- **AIM**
Copy out every line of the data below, requests included. Multiply each point coordinate in the answers by 1.8 and round to whole numbers, with halves going up, while the numbers in the requests and in their format samples stay as they are.
*****
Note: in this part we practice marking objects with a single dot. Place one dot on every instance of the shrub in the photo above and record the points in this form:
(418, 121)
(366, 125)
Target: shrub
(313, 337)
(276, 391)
*****
- **THE OUTPUT**
Note: in this part we practice marking objects with a single dot. Place one dot on every instance of the shrub in the photo above and record the points in this form:
(418, 121)
(366, 125)
Target: shrub
(563, 607)
(497, 704)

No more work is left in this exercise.